What is expected
Give each entry back by retyping it exactly as written.

Task inputs
****************
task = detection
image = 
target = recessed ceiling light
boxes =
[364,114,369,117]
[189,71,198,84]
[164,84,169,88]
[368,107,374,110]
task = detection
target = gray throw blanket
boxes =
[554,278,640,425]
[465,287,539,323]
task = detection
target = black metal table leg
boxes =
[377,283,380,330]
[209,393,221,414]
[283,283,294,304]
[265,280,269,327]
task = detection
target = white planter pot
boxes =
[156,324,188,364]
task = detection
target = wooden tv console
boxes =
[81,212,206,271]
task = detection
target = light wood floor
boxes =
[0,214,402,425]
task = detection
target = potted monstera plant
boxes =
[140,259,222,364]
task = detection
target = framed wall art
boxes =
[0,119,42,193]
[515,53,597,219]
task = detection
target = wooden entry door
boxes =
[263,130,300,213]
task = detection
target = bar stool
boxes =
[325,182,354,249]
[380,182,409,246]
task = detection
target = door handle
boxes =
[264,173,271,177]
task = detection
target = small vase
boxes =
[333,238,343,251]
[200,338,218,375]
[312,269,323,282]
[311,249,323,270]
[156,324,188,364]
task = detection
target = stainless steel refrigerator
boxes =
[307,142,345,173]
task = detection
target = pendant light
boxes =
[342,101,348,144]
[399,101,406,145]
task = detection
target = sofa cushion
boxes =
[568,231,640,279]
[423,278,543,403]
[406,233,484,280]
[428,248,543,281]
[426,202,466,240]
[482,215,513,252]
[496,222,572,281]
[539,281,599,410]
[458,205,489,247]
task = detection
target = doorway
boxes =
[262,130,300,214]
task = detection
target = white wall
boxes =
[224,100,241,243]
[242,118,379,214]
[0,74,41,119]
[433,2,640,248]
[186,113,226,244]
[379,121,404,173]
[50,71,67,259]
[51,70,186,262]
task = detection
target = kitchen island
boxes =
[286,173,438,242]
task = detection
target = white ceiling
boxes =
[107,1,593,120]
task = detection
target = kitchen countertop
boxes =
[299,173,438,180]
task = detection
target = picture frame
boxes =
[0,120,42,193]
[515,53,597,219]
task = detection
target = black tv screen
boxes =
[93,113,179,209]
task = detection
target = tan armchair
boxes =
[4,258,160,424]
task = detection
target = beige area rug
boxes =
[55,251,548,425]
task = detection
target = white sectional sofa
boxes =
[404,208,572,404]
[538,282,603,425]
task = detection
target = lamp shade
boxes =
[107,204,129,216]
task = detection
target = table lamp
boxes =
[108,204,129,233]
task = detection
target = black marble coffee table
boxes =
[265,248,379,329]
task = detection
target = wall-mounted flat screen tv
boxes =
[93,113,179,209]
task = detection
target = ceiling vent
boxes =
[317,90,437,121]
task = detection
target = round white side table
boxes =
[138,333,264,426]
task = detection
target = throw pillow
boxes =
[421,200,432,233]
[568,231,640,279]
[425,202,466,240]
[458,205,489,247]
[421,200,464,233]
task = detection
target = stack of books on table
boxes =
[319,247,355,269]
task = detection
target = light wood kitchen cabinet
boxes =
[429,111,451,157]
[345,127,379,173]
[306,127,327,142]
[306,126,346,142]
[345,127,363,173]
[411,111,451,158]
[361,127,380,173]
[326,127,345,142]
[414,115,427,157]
****************
Written solution
task = detection
image = 
target = recessed ceiling light
boxes =
[364,114,369,117]
[189,71,198,84]
[164,84,169,88]
[368,107,374,110]
task = detection
target = gray throw blanket
boxes =
[554,278,640,425]
[465,287,539,323]
task = detection
target = black metal table leg
boxes =
[377,283,380,330]
[209,393,221,414]
[283,283,294,304]
[265,280,269,327]
task = detection
target = white planter pot
boxes =
[156,324,188,364]
task = detection
target = wooden tv console
boxes =
[81,212,206,271]
task = detection
target = light wood floor
boxes =
[0,214,402,425]
task = detection
target = potted monstera plant
boxes =
[140,259,222,364]
task = detection
target = framed wall art
boxes =
[0,119,42,193]
[515,53,597,219]
task = detection
target = wooden entry door
boxes =
[263,130,300,213]
task = detection
target = bar stool
boxes =
[325,182,354,249]
[380,182,409,246]
task = detection
target = door handle
boxes =
[264,173,271,177]
task = detection
target = small vase
boxes =
[333,238,343,251]
[200,338,218,375]
[312,269,323,282]
[311,249,323,270]
[156,324,188,364]
task = detection
target = stainless steel refrigerator
boxes =
[307,142,345,173]
task = detection
target = pendant light
boxes =
[342,101,348,144]
[399,101,406,145]
task = detection
target = sofa cushion
boxes =
[568,231,640,279]
[423,278,543,403]
[406,233,484,280]
[428,248,543,281]
[426,202,466,240]
[482,215,513,252]
[496,222,572,281]
[539,281,599,410]
[458,205,489,247]
task = detection
target = doorway
boxes =
[262,130,300,214]
task = detection
target = white wall
boxes =
[224,100,241,243]
[242,118,379,214]
[0,74,41,119]
[433,2,640,248]
[186,113,226,244]
[379,121,404,173]
[50,71,67,259]
[51,70,186,262]
task = detection
target = kitchen island
boxes =
[286,173,438,242]
task = detection
target = white ceiling
boxes =
[107,1,593,120]
task = detection
target = kitchen countertop
boxes =
[299,173,438,180]
task = detection
target = picture frame
boxes =
[0,120,42,193]
[515,53,597,219]
task = detection
target = black tv screen
boxes =
[93,113,179,209]
task = detection
target = tan armchair
boxes =
[4,258,160,424]
task = detection
target = beige area rug
boxes =
[55,251,548,425]
task = detection
target = white sectional sofa
boxes =
[404,208,572,404]
[538,282,603,425]
task = detection
target = lamp shade
boxes =
[107,204,129,216]
task = detection
target = table lamp
boxes =
[108,204,129,233]
task = detection
target = black marble coffee table
boxes =
[265,248,379,329]
task = detection
target = wall-mounted flat screen tv
boxes =
[93,113,179,209]
task = detection
target = ceiling vent
boxes =
[317,90,437,121]
task = detection
target = round white side table
boxes =
[138,333,264,426]
task = detection
target = throw pillow
boxes =
[421,200,432,233]
[568,231,640,279]
[425,202,466,240]
[458,205,489,247]
[421,200,464,233]
task = detection
target = stack of books on table
boxes =
[319,247,355,269]
task = detection
target = light wood kitchen cabinet
boxes =
[429,111,451,157]
[345,127,379,173]
[306,127,327,142]
[306,126,346,142]
[345,127,363,173]
[411,111,451,158]
[361,127,380,173]
[326,127,345,142]
[414,115,427,157]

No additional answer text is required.